> _Task data_:
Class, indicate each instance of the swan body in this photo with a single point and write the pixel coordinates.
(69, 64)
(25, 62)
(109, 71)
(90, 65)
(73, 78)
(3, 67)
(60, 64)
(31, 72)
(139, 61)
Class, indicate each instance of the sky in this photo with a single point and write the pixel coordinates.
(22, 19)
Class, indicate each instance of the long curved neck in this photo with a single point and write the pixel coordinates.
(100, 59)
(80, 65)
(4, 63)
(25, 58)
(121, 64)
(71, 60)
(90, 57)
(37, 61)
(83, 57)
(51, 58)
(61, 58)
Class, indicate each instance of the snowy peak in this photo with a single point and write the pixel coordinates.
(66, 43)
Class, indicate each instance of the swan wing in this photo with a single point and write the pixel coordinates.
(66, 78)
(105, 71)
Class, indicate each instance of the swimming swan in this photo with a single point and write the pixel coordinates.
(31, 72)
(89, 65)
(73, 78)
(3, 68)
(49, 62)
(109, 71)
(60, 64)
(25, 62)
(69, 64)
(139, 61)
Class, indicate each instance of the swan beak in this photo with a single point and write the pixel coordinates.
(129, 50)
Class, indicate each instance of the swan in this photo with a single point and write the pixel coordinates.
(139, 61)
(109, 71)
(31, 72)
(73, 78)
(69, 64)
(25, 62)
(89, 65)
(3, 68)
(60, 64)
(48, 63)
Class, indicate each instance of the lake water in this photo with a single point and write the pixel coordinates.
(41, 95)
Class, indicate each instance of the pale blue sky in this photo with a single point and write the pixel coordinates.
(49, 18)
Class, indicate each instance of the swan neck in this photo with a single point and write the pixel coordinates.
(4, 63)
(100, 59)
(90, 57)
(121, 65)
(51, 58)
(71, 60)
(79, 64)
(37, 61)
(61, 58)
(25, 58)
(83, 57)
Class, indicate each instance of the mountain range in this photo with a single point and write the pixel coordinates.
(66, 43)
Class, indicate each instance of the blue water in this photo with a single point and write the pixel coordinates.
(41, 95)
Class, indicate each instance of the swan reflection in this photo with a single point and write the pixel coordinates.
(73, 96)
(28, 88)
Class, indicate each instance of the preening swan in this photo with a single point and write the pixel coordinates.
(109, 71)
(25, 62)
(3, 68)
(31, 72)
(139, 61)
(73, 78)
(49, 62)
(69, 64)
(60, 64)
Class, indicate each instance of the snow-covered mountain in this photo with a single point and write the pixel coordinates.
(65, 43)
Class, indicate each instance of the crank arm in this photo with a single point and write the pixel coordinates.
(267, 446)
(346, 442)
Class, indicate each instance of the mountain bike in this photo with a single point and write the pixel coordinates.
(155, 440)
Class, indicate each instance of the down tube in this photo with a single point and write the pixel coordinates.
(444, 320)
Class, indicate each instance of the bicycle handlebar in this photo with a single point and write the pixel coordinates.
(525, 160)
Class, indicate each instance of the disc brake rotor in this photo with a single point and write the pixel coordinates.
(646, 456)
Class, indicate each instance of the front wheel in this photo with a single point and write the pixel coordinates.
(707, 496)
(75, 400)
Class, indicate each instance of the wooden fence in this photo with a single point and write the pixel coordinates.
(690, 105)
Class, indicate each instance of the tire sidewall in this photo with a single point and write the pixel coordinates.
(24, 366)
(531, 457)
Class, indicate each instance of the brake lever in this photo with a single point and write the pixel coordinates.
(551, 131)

> _Problem to work on_: Starting at the line that holds "Class, indicate each instance of the wooden", set down each line exactly through the last line of the records above, and no others.

> _Reply to the task_:
Class, indicate each instance of the wooden fence in this photo with a single point and write the pixel coordinates.
(690, 105)
Class, indicate each instance of the tire sidewall in this photo with a single point and write the pixel coordinates.
(24, 366)
(531, 457)
Class, indicate each instance of the brake lever in this photo with a single point and write the pixel coordinates.
(551, 131)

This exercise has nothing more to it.